§ **Instruction**:
Please update the items below so that every "instance" becomes "occurrence", leaving everything else unchanged.

>> Start Material provided

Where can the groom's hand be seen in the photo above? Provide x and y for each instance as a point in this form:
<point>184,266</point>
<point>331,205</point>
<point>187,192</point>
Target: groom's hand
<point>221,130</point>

>> End Material provided

§ **Answer to this exercise**:
Where can the groom's hand be seen in the photo above? Provide x and y for each occurrence as a point in this form:
<point>184,266</point>
<point>331,205</point>
<point>187,192</point>
Target: groom's hand
<point>221,130</point>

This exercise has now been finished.